Page text:
* begin *

At least you should notice that the Lorentz equations are
perfectly coherent.
> If you
> have a bell at the origin of A and a bell at the origin of B, only one
> of the bells will ring.
You mean according to LT, right ?
So, now you "theory" says : both bells will ring, right ?
(even if this not what your formulas implies).
This is sooooo utterly absurd that I suggest you to take
a rest and think a bit about it.
rbwinn
>
Well, if you scientists do not believe the Galilean transformation
equations, then there is no way to convince you that the bells ring,
but I will make one more effort. First we consider the two bells from
the frame of reference of A. Light is emitted at -a and a. the light
reaches the origin of A at t=t'=a/c, and the bell at the origin of A
rings. According to t'=t, the light reaches the origin of A at t'=a/c
from both directions. An observer in B using t'=t will observe the
light to reach the origin of A and ring the bell. This was the
interpretation that scientists had of the Galilean transformation
equations until 1887. It is good enough for what we are doing here.
Using t'=t, the observer in B has no way of determining that the bell
at the origin of B will ring.
Now we will consider the two frames of reference from B. The
Galilean transformation equations for this observation are
x=x'-v't'
y=y'
z=z'
t=t'
B is the frame of reference at rest and A is the frame of
reference in motion. A is moving relative to B with a velocity of
v'=(-v). So now we consider what the light does in each frame of
reference according to these equations. In B, the light from the -a
goes from x'=-a to the origin of B. The light from a goes from x'=a
to the origin of B. The light reaches the origin of B at a time of
t'=a/c, and the bell at the origin of B rings. An observer in A using
a t=t' clock will see the light from both directions reach the origin
of B at t=t'=a/c and will observe the bell in B ring, but has no means
of observing the light reach the clock at the origin of A using t=t',
so will not observe that bell to ring.

* end *

Data entries:
* begin *

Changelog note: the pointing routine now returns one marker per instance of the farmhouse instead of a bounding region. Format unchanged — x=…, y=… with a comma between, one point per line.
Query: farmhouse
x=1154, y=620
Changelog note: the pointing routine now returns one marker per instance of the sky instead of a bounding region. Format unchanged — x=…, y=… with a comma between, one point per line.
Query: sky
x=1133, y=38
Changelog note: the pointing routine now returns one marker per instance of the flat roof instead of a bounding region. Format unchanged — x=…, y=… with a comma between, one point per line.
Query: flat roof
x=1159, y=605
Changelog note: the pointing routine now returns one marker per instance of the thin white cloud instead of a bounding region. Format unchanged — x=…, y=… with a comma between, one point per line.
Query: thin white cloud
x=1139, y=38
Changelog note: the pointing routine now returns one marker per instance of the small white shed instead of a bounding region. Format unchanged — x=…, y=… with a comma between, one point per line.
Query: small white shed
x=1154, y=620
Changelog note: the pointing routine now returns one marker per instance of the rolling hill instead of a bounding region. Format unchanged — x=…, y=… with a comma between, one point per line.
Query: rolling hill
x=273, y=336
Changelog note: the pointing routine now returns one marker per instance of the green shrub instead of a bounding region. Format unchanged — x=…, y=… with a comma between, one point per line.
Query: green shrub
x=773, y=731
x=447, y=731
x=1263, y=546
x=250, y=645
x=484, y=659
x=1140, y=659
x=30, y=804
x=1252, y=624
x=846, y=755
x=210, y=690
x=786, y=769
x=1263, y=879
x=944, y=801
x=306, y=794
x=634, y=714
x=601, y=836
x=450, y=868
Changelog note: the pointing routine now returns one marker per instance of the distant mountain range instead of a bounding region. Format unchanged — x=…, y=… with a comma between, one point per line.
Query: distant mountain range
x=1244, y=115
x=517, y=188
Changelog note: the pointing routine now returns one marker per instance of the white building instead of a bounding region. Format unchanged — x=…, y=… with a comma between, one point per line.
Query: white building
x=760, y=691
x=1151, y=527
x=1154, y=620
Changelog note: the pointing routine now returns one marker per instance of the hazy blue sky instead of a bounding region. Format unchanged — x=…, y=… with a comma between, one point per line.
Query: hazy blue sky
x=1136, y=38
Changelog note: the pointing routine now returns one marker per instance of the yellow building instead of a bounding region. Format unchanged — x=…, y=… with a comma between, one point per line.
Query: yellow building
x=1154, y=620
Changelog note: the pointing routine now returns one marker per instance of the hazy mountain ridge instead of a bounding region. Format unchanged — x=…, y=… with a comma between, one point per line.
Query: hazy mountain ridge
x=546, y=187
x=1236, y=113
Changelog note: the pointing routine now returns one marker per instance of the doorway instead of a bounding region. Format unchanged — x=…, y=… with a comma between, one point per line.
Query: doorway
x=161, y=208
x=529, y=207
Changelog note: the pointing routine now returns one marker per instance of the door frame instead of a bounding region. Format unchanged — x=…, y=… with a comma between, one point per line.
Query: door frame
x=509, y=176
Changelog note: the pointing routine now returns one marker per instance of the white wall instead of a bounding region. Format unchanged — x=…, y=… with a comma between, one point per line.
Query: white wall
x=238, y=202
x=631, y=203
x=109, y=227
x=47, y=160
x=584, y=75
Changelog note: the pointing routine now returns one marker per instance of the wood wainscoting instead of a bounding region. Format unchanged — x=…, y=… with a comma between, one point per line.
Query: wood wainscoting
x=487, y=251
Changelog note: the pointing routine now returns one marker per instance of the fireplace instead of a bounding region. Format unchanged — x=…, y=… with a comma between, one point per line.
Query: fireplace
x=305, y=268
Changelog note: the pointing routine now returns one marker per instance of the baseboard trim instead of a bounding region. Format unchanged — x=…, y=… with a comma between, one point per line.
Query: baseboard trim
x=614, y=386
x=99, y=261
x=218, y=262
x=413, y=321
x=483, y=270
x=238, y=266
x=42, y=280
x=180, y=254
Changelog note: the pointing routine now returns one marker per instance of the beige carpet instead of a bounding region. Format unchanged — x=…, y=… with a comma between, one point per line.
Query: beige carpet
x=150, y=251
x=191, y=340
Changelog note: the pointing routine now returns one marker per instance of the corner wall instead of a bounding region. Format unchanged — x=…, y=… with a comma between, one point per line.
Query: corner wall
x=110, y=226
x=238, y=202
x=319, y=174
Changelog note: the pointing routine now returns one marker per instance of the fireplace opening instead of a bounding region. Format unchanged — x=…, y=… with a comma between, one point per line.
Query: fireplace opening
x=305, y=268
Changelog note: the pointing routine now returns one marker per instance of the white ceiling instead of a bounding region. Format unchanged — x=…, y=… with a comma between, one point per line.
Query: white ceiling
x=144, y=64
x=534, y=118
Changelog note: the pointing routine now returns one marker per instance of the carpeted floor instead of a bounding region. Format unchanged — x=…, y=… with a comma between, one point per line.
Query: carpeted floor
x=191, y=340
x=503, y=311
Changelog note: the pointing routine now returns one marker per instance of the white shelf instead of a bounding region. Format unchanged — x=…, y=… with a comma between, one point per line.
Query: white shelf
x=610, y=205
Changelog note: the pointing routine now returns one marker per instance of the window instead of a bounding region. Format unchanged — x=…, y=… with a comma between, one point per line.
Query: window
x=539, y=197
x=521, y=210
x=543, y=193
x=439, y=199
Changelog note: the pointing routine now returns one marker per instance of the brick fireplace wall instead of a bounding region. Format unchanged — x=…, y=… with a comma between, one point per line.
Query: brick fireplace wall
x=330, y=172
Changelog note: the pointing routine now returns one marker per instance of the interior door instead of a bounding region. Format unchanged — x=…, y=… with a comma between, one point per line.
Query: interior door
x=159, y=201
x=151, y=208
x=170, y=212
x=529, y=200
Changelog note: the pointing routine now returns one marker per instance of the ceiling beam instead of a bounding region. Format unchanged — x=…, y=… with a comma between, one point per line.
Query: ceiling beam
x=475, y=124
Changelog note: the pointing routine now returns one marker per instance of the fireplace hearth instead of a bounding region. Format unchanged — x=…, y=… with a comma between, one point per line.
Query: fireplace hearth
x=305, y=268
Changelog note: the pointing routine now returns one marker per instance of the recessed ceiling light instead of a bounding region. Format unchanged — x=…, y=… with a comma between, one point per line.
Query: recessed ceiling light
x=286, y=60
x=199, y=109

* end *
* begin *

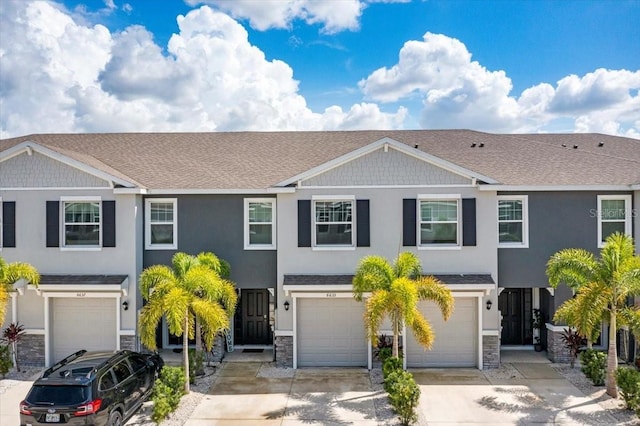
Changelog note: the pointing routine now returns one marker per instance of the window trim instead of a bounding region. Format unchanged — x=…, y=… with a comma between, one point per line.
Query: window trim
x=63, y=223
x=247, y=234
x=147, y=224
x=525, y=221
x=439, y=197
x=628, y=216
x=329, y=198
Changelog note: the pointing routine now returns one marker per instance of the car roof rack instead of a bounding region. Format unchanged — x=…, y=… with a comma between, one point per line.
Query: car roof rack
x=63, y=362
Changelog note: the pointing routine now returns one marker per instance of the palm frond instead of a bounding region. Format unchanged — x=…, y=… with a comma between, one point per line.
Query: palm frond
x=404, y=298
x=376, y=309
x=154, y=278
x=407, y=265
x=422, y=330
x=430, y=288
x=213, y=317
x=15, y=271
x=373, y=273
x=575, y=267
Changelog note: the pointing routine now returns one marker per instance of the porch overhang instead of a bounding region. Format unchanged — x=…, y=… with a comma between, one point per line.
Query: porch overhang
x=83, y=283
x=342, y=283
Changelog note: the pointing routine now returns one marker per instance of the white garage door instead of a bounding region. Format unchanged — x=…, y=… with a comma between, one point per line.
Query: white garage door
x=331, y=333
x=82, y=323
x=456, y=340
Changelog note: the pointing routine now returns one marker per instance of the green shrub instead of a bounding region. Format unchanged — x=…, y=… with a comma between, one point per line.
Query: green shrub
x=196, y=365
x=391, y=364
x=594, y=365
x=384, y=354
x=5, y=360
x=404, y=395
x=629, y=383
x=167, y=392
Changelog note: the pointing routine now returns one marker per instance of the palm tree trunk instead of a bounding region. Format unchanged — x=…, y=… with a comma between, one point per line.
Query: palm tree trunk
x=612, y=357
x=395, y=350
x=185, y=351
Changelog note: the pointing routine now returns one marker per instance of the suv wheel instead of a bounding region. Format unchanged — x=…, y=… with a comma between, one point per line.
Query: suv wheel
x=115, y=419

* end *

Copy the bell thread above between "At least you" and "your formulas implies).", inclusive, and switch every "origin" to "center".

Answer:
At least you should notice that the Lorentz equations are
perfectly coherent.
> If you
> have a bell at the center of A and a bell at the center of B, only one
> of the bells will ring.
You mean according to LT, right ?
So, now you "theory" says : both bells will ring, right ?
(even if this not what your formulas implies).